Saved data entries:
------------------------

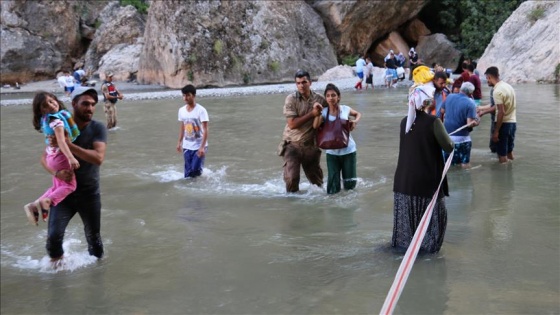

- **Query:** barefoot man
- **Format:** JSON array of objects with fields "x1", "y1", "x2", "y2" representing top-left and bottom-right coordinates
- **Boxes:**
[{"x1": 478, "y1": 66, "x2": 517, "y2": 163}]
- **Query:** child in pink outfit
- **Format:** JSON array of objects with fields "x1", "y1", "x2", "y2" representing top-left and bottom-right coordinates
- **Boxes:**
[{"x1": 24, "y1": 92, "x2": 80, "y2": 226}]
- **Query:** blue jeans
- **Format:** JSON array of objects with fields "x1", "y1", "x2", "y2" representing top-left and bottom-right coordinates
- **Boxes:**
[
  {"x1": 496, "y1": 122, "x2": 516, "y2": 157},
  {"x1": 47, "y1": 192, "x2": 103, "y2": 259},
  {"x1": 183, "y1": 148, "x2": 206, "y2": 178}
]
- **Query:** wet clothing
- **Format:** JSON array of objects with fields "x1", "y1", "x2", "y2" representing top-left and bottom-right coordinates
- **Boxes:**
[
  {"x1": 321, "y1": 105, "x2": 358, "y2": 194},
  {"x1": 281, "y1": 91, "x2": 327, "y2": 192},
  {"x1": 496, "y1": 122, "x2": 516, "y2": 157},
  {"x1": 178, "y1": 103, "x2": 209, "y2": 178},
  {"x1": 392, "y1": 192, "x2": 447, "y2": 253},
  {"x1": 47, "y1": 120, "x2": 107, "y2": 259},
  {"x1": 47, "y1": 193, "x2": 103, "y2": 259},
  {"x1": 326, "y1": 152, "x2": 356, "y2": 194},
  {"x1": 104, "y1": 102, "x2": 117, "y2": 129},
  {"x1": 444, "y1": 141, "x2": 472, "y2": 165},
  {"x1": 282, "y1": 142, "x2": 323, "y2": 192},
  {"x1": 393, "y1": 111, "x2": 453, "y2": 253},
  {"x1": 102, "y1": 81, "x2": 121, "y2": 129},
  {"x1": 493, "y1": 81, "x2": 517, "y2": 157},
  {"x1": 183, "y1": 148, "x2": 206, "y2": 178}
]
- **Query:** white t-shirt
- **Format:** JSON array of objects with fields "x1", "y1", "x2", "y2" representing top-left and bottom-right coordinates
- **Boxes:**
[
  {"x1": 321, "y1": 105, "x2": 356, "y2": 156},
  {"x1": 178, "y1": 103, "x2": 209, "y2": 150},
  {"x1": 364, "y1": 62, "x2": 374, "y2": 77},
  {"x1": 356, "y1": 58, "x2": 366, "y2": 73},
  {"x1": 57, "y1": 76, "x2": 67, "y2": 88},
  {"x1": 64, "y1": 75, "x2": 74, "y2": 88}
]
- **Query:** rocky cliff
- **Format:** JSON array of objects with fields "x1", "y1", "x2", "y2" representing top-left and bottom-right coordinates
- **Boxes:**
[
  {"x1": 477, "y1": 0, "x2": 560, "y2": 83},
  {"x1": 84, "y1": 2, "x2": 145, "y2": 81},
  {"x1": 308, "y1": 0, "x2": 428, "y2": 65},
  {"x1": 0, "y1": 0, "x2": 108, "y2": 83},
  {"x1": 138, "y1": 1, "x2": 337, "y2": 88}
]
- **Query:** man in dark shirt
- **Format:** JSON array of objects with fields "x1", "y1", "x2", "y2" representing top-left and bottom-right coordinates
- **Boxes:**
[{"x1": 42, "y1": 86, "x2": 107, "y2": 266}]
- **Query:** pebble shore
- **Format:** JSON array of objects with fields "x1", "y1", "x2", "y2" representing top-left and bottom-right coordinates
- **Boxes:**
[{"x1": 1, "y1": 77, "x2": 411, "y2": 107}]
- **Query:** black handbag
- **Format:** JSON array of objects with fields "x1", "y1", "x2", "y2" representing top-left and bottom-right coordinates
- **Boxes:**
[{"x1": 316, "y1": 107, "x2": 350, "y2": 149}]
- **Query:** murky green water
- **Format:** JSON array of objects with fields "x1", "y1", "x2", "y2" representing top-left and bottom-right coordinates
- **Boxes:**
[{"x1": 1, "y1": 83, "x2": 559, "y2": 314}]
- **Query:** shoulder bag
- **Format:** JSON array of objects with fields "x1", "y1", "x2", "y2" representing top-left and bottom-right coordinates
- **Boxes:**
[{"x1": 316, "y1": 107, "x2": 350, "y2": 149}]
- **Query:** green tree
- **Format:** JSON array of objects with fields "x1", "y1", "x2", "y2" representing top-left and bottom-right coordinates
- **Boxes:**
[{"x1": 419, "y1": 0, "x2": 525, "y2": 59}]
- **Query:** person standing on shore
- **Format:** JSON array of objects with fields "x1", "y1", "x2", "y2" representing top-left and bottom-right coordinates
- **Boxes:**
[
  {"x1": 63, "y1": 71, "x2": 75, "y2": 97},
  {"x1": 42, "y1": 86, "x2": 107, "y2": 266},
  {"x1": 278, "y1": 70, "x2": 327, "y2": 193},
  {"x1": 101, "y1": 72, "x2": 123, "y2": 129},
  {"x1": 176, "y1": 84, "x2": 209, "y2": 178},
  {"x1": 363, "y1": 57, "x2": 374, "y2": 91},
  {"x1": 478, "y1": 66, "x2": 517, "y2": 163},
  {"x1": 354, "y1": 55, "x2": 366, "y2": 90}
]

------------------------

ABOUT THIS TASK:
The answer must consist solely of the lines from the first line of the records through the line containing "- **Query:** wet clothing", reproduced exactly and without the pictures.

EXERCISE RESPONSE:
- **Query:** barefoot man
- **Format:** JSON array of objects with fields "x1", "y1", "x2", "y2" representing top-left and bottom-right coordinates
- **Boxes:**
[{"x1": 478, "y1": 66, "x2": 517, "y2": 163}]
- **Query:** child in pink outfit
- **Format:** JSON array of objects with fields "x1", "y1", "x2", "y2" representing top-left and bottom-right coordinates
- **Boxes:**
[{"x1": 24, "y1": 92, "x2": 80, "y2": 226}]
- **Query:** blue jeans
- **Format:** JSON array of objects with fields "x1", "y1", "x2", "y2" representing top-left and bottom-right coordinates
- **Boxes:**
[
  {"x1": 496, "y1": 122, "x2": 516, "y2": 157},
  {"x1": 47, "y1": 192, "x2": 103, "y2": 259},
  {"x1": 183, "y1": 148, "x2": 206, "y2": 178}
]
- **Query:** wet clothing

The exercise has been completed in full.